Short task:
Reproduce the entries below word for word, from the line with "Identify where the man's" to the line with "[71,146,79,155]", including both of those lines and nothing else.

Records provided:
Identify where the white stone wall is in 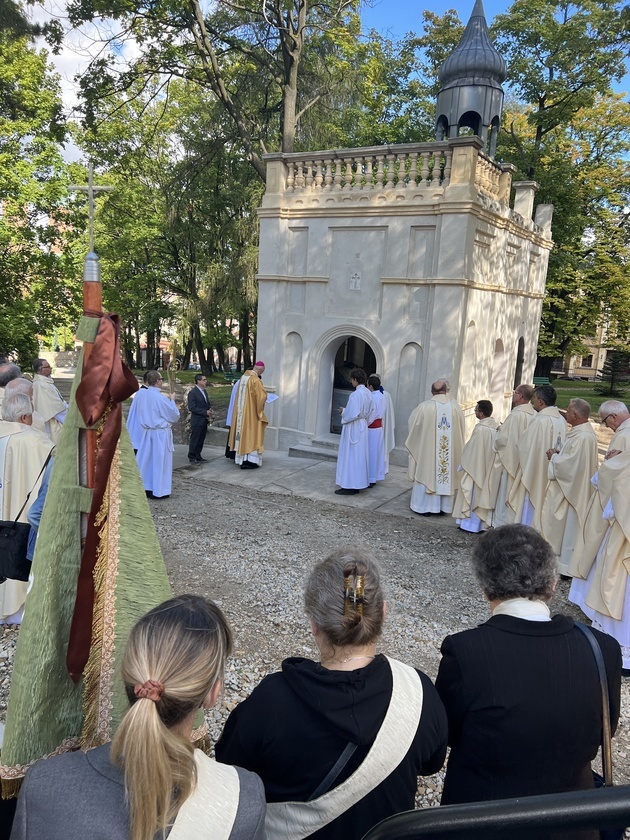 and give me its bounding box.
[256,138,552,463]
---
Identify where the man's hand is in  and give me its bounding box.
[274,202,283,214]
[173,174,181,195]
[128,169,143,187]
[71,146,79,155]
* * *
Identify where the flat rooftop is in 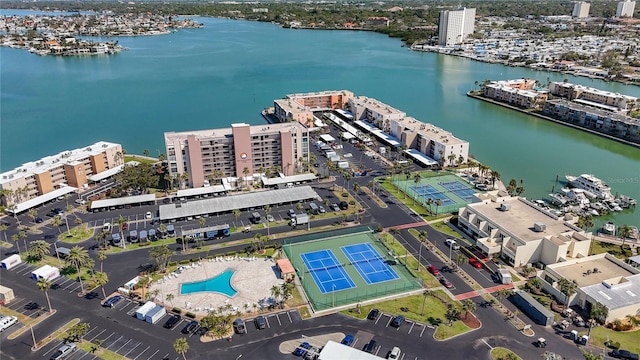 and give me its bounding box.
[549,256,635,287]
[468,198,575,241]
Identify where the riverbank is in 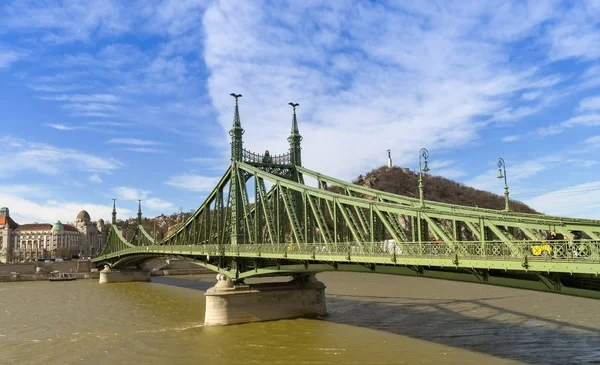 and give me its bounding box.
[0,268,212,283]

Answer to the task:
Identify where the man's hand is in  and give me its bounding box.
[274,202,283,214]
[173,174,181,195]
[128,169,143,187]
[71,146,79,155]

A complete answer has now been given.